*** ZU PRÜFENDER TEXT

Oft werden bei Mädchen Lese-Rechtschreibschwächen nicht rechtzeitig erkannt. Sie fallen im Unterricht nicht durch störendes Verhalten auf, weil sie ihre Probleme in der Regel nach innen kehren. Sie führen ihre Hefte ordentlich, haben eine saubere Schrift und fügen sich, wenn sie zu Hause zusätzlich üben müssen.

Auch die 9-jährige Julia bereitet ihrer Lehrerin und zu Hause keine Probleme. Sie ist still, folgsam und stört keinen. Nur ihre Rechtschreibfehler. Heute schreibt sie Wörter falsch, die sie gestern richtig geschrieben hat. Vielleicht konzentriert sie sich nicht immer ausreichend. Manchmal lässt sie ganze Silben aus. Vielleicht hat sie mal wieder nicht richtig zugehört. Diese und andere Überlegungen hatten sich ihre Eltern gemacht.

******

* _ZIEL DER AUFGABE_: Übertragen Sie den Satz „Heute schreibt sie Wörter falsch, die sie gestern richtig geschrieben hat.“ aus dem Text über Lese-Rechtschreibschwächen bei Mädchen ins Englische. Stützen Sie sich ausschließlich auf den Text.

*** ANGEZEIGTE DATEN

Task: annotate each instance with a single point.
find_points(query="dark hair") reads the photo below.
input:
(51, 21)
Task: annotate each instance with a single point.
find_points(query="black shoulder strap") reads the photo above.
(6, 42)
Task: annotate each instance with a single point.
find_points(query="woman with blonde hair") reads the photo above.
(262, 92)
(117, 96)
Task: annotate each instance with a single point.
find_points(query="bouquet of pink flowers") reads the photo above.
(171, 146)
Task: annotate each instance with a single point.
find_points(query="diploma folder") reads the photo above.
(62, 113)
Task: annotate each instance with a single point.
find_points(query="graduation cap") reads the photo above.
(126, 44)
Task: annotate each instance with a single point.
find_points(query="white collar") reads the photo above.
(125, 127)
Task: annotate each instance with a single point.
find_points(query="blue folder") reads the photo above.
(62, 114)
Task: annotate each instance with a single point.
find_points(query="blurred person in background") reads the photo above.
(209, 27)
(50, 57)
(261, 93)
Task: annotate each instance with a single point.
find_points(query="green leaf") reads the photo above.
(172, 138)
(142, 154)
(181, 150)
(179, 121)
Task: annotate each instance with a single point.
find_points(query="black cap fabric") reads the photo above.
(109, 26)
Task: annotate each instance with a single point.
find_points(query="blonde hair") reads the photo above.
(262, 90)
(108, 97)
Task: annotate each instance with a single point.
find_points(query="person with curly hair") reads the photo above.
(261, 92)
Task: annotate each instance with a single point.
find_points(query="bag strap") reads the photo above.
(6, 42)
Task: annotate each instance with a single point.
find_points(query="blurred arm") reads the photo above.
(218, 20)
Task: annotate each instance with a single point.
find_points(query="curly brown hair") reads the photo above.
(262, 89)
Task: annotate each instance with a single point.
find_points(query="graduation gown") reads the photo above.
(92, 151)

******

* _IHRE LÖSUNG_: Today she misspells words that she spelled correctly yesterday.